__Task instructions__
Every single entry that follows is to be retyped exactly.

Start of Extracted entries

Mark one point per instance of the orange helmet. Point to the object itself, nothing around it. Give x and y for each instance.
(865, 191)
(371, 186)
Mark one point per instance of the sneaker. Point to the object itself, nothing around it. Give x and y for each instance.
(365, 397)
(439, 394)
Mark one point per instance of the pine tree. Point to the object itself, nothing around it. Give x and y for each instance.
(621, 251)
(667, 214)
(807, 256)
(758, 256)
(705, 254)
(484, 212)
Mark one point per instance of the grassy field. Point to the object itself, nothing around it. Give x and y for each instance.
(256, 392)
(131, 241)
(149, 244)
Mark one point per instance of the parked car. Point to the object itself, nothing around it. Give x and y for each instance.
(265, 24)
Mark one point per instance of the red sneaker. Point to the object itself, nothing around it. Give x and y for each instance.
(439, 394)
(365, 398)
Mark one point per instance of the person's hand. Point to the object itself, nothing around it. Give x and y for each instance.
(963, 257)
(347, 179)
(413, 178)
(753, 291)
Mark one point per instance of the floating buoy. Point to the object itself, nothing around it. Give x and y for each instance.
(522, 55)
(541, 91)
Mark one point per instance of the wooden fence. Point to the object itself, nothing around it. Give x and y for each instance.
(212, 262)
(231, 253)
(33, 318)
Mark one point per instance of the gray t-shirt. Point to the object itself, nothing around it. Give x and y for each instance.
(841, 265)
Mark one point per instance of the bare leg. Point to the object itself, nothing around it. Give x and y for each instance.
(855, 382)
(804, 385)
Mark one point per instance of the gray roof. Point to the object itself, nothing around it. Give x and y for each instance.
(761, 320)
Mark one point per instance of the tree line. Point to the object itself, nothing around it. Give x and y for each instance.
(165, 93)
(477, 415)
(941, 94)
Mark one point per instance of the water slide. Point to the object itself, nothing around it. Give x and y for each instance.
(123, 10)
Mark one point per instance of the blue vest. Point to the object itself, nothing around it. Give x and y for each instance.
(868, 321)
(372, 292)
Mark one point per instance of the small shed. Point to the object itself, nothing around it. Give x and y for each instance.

End of Extracted entries

__Expected answer__
Mark one point per instance of the orange helmet. Point to the object itself, nothing around it. Give x and y for each instance.
(865, 191)
(371, 186)
Mark one point per instance of the sneaker. Point to the object itself, nothing around it. Give x and y for each instance.
(365, 397)
(439, 394)
Mark one point per instance of the pine tree. Point to the object itself, nothing around it. Give x and y for each instance.
(621, 251)
(667, 214)
(807, 256)
(758, 256)
(705, 254)
(484, 212)
Mark one point per instance of the grassy field. Point to the object itself, nothing around it. Give x and y for each instance.
(256, 392)
(131, 241)
(149, 244)
Mark one point per instance of the parked car. Point to the object itself, nothing around it. Give x and y for each instance.
(265, 24)
Mark one point per instance of the red sneaker. Point to the object itself, nothing around it. Give x and y for each instance.
(439, 394)
(365, 398)
Mark one point per instance of the person's hand. Point to the object itself, nothing around it. Give x and y for each instance.
(963, 257)
(347, 179)
(413, 178)
(753, 291)
Mark one point per instance of the floating buoy. Point to the object itself, nothing around it. Give x and y for each instance.
(522, 55)
(541, 91)
Mark one point per instance of the wooden fence. Point to the object itself, nothing around it. Give x and y for each instance.
(212, 262)
(231, 253)
(33, 318)
Mark one point per instance of the gray t-shirt. Point to the object itself, nothing around it. Give x and y for each instance.
(841, 265)
Mark one point per instance of the bare leg. Point to the object itself, nothing around it. Give x and y for each instance.
(855, 382)
(804, 385)
Mark one point per instance of the gray roof. Point to the object itself, nothing around it. Give x and y for each instance.
(761, 320)
Mark one point per instance of the tree line. Point to the object itself, nothing around it. Give x and y for each instance.
(165, 93)
(477, 415)
(941, 94)
Mark one point per instance of the water slide. Point to the object itself, nothing around it. Give x and y for each instance.
(123, 10)
Mark one point per instance of the blue vest. Point to the object itself, nothing around it. Give x and y for each instance.
(868, 321)
(372, 292)
Mark one point per instance of the small shed. Point to the object itself, nothing around it. Give x and y for each instance.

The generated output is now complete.